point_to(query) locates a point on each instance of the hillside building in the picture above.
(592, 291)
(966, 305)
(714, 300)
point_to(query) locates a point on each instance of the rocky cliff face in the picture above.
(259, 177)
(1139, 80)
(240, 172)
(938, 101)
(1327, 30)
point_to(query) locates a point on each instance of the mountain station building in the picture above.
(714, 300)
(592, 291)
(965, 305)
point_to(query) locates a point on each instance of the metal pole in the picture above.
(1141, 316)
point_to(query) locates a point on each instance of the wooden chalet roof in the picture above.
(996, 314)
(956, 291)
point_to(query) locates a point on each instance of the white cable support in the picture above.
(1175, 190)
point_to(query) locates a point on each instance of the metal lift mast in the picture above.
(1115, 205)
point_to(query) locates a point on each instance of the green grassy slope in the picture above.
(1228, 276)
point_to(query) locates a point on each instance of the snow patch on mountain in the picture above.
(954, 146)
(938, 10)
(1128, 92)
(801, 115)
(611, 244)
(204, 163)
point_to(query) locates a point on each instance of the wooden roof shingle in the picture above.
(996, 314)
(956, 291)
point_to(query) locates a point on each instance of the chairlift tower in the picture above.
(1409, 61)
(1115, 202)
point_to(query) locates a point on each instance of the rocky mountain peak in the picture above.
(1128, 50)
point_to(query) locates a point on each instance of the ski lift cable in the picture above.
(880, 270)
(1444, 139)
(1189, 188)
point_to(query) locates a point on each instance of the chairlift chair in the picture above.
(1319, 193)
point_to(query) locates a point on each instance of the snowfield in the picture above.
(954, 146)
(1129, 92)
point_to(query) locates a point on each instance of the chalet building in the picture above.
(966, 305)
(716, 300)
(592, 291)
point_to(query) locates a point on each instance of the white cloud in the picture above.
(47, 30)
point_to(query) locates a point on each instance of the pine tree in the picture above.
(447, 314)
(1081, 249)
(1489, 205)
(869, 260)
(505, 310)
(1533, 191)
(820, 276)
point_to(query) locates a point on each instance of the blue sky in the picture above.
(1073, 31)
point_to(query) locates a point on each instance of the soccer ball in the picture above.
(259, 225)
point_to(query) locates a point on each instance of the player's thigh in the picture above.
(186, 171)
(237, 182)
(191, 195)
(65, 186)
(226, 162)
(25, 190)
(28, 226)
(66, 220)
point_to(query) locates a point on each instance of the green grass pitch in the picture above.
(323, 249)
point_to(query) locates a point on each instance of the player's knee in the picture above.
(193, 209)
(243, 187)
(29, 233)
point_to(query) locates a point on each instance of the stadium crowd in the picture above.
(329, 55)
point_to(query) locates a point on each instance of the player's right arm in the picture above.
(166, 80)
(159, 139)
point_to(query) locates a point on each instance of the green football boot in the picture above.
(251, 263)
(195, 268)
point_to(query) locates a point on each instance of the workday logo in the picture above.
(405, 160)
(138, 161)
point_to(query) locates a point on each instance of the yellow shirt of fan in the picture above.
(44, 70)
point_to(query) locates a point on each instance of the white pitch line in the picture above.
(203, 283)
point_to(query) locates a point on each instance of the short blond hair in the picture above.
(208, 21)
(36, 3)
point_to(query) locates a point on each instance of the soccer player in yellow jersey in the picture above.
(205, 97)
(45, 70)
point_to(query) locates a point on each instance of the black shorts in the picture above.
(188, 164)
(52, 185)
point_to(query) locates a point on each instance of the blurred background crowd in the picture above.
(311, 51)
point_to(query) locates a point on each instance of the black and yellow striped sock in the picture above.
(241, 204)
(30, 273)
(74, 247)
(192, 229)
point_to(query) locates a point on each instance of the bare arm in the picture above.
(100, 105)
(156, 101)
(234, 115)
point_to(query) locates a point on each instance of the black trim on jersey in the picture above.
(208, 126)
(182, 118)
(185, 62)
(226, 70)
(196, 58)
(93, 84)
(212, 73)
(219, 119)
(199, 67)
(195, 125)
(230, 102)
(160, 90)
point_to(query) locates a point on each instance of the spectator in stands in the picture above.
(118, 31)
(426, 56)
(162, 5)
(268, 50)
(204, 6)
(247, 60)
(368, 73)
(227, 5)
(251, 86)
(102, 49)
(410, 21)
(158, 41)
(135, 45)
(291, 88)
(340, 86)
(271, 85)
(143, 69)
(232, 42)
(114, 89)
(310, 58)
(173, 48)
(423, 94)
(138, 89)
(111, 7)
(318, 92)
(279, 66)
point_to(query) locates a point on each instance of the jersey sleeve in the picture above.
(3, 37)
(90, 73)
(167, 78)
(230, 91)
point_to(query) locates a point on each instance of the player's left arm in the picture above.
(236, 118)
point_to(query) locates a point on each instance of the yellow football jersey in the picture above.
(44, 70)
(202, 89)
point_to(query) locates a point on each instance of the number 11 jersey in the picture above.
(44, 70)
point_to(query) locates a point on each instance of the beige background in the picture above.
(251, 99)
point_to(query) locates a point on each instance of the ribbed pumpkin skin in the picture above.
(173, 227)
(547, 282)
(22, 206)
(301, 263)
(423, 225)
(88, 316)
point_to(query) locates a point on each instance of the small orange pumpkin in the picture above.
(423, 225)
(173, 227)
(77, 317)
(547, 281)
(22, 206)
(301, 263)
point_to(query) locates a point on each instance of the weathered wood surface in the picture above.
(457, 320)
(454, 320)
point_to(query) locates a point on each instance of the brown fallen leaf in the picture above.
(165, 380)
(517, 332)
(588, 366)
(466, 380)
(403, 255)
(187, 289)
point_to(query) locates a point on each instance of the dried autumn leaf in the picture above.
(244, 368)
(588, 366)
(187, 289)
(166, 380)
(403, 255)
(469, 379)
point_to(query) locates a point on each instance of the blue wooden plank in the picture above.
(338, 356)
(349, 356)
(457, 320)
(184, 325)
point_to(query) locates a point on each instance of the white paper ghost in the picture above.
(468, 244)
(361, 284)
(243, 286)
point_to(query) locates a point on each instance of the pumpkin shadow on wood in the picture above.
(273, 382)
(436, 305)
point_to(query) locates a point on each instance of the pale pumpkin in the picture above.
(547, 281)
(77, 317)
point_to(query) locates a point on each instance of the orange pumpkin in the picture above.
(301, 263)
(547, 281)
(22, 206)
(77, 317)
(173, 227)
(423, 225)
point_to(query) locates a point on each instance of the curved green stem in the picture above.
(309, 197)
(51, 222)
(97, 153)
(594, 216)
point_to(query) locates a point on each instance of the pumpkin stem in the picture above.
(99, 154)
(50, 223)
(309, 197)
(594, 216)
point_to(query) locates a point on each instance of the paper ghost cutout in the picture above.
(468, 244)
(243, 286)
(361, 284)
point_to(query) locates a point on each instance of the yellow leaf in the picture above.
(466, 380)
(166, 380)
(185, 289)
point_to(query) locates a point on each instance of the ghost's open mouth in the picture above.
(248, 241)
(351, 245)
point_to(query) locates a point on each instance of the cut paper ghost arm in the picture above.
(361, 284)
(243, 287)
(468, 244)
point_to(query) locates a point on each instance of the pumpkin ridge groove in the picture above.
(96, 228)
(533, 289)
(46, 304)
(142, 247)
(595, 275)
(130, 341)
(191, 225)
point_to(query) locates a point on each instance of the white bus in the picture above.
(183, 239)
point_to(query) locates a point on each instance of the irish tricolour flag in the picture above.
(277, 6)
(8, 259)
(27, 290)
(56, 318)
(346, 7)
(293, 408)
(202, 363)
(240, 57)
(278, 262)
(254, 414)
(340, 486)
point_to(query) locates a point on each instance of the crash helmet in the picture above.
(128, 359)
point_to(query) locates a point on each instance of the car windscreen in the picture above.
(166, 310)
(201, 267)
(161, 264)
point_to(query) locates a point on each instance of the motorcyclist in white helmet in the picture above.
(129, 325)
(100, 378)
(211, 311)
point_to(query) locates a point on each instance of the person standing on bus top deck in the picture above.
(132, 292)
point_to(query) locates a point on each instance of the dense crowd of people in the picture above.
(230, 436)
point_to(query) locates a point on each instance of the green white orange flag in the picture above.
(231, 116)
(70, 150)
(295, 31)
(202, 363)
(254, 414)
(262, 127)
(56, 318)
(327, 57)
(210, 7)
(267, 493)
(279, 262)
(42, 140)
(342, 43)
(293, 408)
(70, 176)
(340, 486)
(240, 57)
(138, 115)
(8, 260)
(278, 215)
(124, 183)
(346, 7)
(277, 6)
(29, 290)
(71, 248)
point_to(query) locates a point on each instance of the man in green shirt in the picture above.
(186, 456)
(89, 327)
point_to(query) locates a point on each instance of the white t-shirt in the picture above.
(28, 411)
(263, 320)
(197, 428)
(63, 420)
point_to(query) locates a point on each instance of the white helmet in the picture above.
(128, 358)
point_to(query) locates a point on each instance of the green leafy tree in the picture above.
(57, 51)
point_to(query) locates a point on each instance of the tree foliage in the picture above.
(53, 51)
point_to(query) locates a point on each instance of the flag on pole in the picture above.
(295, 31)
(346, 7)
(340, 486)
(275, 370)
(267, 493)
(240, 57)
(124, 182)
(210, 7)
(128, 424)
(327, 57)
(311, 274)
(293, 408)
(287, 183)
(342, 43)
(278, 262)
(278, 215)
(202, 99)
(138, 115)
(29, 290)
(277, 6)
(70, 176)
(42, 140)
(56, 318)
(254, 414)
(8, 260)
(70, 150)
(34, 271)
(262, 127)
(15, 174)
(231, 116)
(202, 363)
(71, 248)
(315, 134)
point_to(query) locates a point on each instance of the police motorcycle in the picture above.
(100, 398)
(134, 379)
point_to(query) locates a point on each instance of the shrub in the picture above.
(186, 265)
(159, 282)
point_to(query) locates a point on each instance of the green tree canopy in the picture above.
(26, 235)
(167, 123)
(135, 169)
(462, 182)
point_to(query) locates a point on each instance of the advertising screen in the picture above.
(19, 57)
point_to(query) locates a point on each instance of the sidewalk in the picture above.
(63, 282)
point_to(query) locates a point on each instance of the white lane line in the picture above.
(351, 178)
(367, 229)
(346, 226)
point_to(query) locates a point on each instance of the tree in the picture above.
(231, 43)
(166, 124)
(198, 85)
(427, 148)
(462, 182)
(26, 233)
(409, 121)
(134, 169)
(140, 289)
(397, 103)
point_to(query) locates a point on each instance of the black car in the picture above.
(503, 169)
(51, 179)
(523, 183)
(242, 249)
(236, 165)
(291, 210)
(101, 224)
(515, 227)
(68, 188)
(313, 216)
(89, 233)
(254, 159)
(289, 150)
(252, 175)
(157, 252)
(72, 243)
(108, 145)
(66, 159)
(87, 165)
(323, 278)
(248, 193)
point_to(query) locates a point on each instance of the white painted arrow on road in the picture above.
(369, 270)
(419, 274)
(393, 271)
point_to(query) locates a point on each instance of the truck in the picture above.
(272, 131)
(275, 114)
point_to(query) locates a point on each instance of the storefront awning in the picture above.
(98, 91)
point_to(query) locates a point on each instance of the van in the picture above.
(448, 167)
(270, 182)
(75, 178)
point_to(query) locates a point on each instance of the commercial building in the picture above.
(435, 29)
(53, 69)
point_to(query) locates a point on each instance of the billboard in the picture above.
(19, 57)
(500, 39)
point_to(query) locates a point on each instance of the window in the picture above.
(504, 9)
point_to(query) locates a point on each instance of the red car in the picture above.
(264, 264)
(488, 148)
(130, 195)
• • • • • • •
- _Task goal_
Copy the listing from the line that contains "black car in the picture above." through the final line of the listing, both included, and keep the request lines unchanged. Multiply every point coordinate in those lines by 2.25 and round each result to a whole number, rounding halves up.

- _The response_
point_to(query) locates a point on each instance of the black car in the picture above.
(1132, 380)
(115, 403)
(1177, 412)
(545, 560)
(531, 371)
(655, 473)
(227, 504)
(1159, 511)
(153, 423)
(704, 486)
(200, 524)
(572, 358)
(650, 338)
(567, 394)
(353, 567)
(162, 547)
(243, 326)
(149, 358)
(196, 371)
(727, 626)
(558, 434)
point_to(query) locates a point on each instance of the white painted arrow on road in the picture above.
(830, 608)
(943, 617)
(884, 610)
point_to(query) locates a point on each instance of the truck in the picture above.
(612, 295)
(619, 257)
point_to(query) locates a point on each instance of the storefront awning in the picture above.
(221, 205)
point_to(query) locates a point on each instance of the van in the picture above.
(1008, 376)
(608, 410)
(169, 401)
point_to(query) locates a point on each instance of the commercial building in the picture above.
(979, 65)
(119, 155)
point_to(query) locates a point on each instance of the billboard in the picture above.
(43, 128)
(1125, 88)
point_to(query) locates a point on each instance of the window in the picture above.
(1134, 20)
point_to(query) locates a point on each instance of the red car in the picture above.
(594, 594)
(1098, 333)
(293, 439)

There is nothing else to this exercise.